Coordinate labeling data:
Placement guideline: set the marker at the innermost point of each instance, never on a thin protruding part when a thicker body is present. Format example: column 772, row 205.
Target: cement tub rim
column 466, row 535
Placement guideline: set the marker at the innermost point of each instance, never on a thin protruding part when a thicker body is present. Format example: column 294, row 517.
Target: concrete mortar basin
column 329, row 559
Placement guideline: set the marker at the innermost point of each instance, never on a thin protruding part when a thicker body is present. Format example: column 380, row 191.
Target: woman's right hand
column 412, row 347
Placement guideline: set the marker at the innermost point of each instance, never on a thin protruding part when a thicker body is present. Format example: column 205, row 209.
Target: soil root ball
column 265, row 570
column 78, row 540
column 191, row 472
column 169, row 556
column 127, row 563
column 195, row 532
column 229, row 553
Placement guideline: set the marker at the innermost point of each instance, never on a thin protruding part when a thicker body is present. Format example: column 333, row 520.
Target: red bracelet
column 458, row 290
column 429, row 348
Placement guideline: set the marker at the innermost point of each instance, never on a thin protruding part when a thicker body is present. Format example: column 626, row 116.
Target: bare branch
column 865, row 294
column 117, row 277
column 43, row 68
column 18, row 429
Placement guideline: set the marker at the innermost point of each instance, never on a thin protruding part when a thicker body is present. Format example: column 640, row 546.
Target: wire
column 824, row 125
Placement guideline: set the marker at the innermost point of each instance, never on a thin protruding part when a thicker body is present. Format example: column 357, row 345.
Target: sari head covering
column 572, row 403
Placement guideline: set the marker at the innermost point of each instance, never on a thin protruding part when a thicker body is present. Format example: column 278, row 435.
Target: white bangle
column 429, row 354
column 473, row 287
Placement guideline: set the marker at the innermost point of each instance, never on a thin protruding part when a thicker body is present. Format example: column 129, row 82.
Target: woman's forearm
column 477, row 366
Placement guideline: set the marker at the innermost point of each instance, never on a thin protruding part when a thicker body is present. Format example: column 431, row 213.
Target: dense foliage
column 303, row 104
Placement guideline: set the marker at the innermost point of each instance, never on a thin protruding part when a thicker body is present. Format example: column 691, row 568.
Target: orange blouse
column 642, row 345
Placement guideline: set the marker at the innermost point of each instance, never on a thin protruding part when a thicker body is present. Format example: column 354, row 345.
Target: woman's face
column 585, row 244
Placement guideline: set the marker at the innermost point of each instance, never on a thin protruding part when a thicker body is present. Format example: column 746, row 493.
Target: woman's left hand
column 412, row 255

» Task instructions: Put all of the entries above into a two-column CSV with the header instruction,coordinates, giving one row per entry. Put each entry's text and its answer in their own quoted fields, with line breaks turned into spaces.

» In response:
instruction,coordinates
"Placement guideline: set the marker at the innermost point of each instance, never on a thin protruding part when a thicker body is present. Format example: column 772, row 205. Target: cement tub rim","column 466, row 535"
"Placement guideline: set the marker at the innermost point of each instance, never on a thin protruding part when a thicker body is present. Format example: column 294, row 517. Target: concrete mortar basin","column 329, row 559"
"Placement guideline: set the marker at the innermost point of each instance, never on a thin protruding part when a thicker body is present. Format example: column 380, row 191. Target: woman's right hand","column 412, row 347"
"Placement guideline: set the marker at the innermost point of each instance, never on a thin protruding part when a thicker body is present. Format example: column 205, row 209. Target: soil root ball","column 265, row 570 column 78, row 540 column 191, row 472 column 169, row 556 column 127, row 563 column 195, row 532 column 229, row 553"
"Placement guideline: set the marker at the innermost point of each instance, never on a thin protruding part when a thicker body is present. Format example: column 333, row 520. Target: red bracelet","column 458, row 290 column 429, row 348"
"Placement guideline: set the marker at the innermost point of each instance, never on a thin protruding part when a thicker body is present. Format example: column 626, row 116. Target: bare branch","column 865, row 294 column 117, row 277 column 43, row 68 column 18, row 429"
"Placement guideline: set the marker at the innermost point of each instance, never on a thin protruding part when a thicker body is present. Format example: column 640, row 546. Target: wire","column 824, row 125"
"Placement guideline: set the marker at the innermost point of each instance, never on a thin protruding part when a thicker body is present. Format example: column 357, row 345. Target: sari head covering","column 572, row 403"
"Placement guideline: set the marker at the innermost point of each instance, never on a thin protruding part when a thicker body is present. Format example: column 278, row 435. Target: white bangle","column 429, row 354 column 473, row 287"
"Placement guideline: set the marker at the innermost point of each instance, never on a thin protruding part when a thicker body is present. Format example: column 129, row 82. Target: woman's forearm","column 477, row 366"
"Placement guideline: set the marker at the innermost point of each instance, never on a thin protruding part when a thicker body is present. Format example: column 431, row 213. Target: dense foliage","column 303, row 104"
"Placement guideline: set the marker at the innermost point of each instance, never on a thin protruding part when a thicker body is present. Format example: column 691, row 568. Target: orange blouse","column 642, row 345"
"Placement guideline: set the marker at the innermost point of each instance, never on a thin protruding part when a thicker body is present. Format example: column 354, row 345. Target: woman's face","column 585, row 244"
"Placement guideline: set the marker at the innermost point of each instance, never on a thin protruding part when a thicker body is present. Format example: column 746, row 493. Target: woman's left hand","column 412, row 255"